Short task – Reproduce each of the lines below word for word, with no changes.
[Start]
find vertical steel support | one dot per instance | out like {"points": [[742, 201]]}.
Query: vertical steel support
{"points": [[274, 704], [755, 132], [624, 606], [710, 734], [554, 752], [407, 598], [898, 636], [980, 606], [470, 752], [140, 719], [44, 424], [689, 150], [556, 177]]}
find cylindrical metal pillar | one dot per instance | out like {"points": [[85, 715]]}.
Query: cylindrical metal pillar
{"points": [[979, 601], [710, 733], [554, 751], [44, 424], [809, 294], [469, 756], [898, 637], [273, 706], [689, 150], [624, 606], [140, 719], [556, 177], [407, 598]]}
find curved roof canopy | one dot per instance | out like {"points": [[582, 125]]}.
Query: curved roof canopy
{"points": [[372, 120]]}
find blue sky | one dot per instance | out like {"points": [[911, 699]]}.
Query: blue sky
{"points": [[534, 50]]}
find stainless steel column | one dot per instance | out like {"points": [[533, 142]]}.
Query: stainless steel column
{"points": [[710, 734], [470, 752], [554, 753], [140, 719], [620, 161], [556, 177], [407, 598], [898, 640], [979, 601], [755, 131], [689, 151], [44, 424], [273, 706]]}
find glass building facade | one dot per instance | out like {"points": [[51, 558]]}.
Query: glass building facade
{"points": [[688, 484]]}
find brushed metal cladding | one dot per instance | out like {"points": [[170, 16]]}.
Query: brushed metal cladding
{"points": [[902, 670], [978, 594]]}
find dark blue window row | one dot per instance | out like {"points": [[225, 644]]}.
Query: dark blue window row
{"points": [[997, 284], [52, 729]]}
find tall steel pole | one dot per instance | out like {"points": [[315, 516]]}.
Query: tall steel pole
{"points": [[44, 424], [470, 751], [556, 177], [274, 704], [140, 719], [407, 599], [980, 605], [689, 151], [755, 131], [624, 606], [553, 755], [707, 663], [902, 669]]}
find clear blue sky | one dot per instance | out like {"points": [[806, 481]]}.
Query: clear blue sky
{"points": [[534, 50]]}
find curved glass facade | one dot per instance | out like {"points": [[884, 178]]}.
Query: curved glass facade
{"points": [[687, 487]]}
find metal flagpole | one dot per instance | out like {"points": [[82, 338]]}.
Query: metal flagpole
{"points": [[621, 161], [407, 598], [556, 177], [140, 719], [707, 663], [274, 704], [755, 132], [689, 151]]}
[End]
Reply –
find vertical steel support | one dot per instance | out like {"points": [[742, 201]]}.
Query: vertical steel support
{"points": [[274, 704], [755, 132], [624, 606], [710, 734], [554, 752], [407, 598], [898, 636], [980, 606], [470, 752], [140, 719], [44, 424], [689, 150], [556, 177]]}
find cylindrical metal pillar | one dot per instance | out like {"points": [[85, 715]]}.
Query: cylindrical metal pillar
{"points": [[979, 601], [710, 733], [554, 751], [44, 424], [809, 294], [469, 756], [898, 637], [273, 706], [689, 150], [624, 606], [140, 719], [556, 177], [407, 598]]}
find curved roof canopy | one dot per instance | out like {"points": [[582, 125]]}.
Query: curved roof canopy
{"points": [[372, 120]]}
find blue sky | one dot per instance | out like {"points": [[911, 699]]}.
Query: blue sky
{"points": [[534, 50]]}
find stainless steel column | one dot per instance | out like {"points": [[533, 142]]}.
Query: stainless steel column
{"points": [[710, 734], [470, 752], [554, 753], [140, 719], [620, 161], [556, 177], [407, 598], [898, 640], [979, 601], [755, 131], [689, 151], [44, 424], [273, 706]]}
find glass building facade | one dot per instance | out like {"points": [[51, 558]]}.
Query: glass building facade
{"points": [[688, 484]]}
find brushed metal cladding | one dot per instance | out like {"points": [[170, 16]]}.
Query: brushed metal cladding
{"points": [[902, 670], [978, 594]]}
find dark blue window row | one dot per instance | out like {"points": [[225, 644]]}.
Query: dark blue window row
{"points": [[997, 284], [52, 729]]}
find tall steel pole | one dot per instance | out like {"points": [[315, 516]]}.
Query: tall steel pole
{"points": [[44, 424], [470, 751], [556, 177], [274, 704], [140, 719], [407, 599], [980, 605], [689, 151], [755, 131], [624, 606], [553, 755], [707, 663], [902, 669]]}
find clear blue sky | one dot per instance | out like {"points": [[806, 481]]}.
Query: clear blue sky
{"points": [[534, 50]]}
find curved glass facade | one dot per instance | out like {"points": [[884, 178]]}.
Query: curved glass facade
{"points": [[687, 487]]}
find metal flagpole | one dot per instance | out like {"points": [[82, 338]]}.
Query: metal flagpole
{"points": [[621, 161], [407, 598], [556, 177], [140, 719], [707, 663], [274, 704], [755, 132], [689, 151]]}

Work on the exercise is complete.